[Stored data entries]
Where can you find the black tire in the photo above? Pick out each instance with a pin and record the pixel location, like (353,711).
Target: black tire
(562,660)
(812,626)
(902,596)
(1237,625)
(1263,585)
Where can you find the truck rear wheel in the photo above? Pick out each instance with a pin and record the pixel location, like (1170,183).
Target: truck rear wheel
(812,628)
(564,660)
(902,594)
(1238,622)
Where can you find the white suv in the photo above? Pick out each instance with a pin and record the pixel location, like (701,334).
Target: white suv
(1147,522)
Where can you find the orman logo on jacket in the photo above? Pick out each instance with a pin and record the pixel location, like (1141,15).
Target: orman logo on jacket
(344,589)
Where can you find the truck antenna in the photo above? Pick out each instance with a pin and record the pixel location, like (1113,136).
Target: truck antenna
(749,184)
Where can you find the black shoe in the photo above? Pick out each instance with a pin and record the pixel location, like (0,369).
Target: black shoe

Activity — Copy the lines that hold the word "shoe". Take them from the records above.

Worked solution —
Where can you find the black shoe in the photo above? Pick out each instance with a pin and record the pixel location, like (0,369).
Target: black shoe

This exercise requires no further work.